* [What you will do]: From the listing below, extract each line containing the string "mascot".

* [Recorded information]:
==========

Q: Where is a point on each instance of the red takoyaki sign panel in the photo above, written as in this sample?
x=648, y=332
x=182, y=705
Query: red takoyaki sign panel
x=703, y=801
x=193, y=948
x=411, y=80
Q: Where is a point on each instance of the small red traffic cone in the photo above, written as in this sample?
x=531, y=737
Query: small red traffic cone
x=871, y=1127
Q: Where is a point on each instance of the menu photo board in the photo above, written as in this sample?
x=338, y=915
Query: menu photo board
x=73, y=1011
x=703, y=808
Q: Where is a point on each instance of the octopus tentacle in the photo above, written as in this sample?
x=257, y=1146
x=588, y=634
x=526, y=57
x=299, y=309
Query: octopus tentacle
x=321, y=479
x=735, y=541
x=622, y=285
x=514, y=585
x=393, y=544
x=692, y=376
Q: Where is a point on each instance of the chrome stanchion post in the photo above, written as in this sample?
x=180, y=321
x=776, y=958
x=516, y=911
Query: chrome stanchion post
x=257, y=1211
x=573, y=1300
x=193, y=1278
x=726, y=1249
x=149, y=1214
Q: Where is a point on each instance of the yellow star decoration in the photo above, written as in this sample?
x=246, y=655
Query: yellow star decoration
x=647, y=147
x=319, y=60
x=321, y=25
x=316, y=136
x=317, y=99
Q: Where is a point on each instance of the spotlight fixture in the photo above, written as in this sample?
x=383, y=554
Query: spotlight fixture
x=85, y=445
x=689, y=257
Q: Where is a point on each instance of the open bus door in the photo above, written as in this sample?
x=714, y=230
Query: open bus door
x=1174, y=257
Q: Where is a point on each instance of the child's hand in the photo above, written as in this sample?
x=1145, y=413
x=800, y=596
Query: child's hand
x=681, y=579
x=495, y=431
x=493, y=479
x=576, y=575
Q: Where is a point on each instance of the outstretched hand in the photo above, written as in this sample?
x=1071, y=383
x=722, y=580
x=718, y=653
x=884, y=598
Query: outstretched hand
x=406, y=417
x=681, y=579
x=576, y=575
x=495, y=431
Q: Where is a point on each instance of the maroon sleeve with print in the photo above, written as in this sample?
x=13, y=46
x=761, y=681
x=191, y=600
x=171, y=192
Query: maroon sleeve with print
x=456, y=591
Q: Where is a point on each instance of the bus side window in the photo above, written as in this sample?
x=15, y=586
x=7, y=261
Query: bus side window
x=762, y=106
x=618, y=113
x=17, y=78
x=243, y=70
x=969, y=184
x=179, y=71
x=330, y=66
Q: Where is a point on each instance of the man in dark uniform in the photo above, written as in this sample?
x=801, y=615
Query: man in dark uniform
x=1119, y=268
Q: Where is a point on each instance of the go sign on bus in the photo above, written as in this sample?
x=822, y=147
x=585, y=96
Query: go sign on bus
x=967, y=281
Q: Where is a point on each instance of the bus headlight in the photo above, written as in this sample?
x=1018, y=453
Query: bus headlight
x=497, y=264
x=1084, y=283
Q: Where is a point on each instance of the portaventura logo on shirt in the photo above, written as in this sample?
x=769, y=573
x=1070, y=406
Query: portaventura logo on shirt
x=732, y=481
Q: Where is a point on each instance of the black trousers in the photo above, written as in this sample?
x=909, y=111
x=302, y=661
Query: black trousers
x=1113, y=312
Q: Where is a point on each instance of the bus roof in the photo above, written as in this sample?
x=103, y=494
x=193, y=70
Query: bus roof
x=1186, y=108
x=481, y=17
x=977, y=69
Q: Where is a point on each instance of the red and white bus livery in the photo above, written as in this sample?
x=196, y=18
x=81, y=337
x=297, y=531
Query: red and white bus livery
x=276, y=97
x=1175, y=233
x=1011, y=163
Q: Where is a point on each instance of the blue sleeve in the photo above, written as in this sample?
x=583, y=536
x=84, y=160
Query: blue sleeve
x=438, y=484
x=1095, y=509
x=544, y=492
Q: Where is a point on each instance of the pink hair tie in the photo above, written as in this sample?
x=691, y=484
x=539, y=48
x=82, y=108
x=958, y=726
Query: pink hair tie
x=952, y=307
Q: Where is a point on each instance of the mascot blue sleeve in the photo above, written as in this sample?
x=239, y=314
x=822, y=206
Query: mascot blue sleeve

==========

* [Task result]:
Q: Where is a point on each instance of the mascot blue sleeve in the photo above, written as in this sample?
Query: mascot blue sleeve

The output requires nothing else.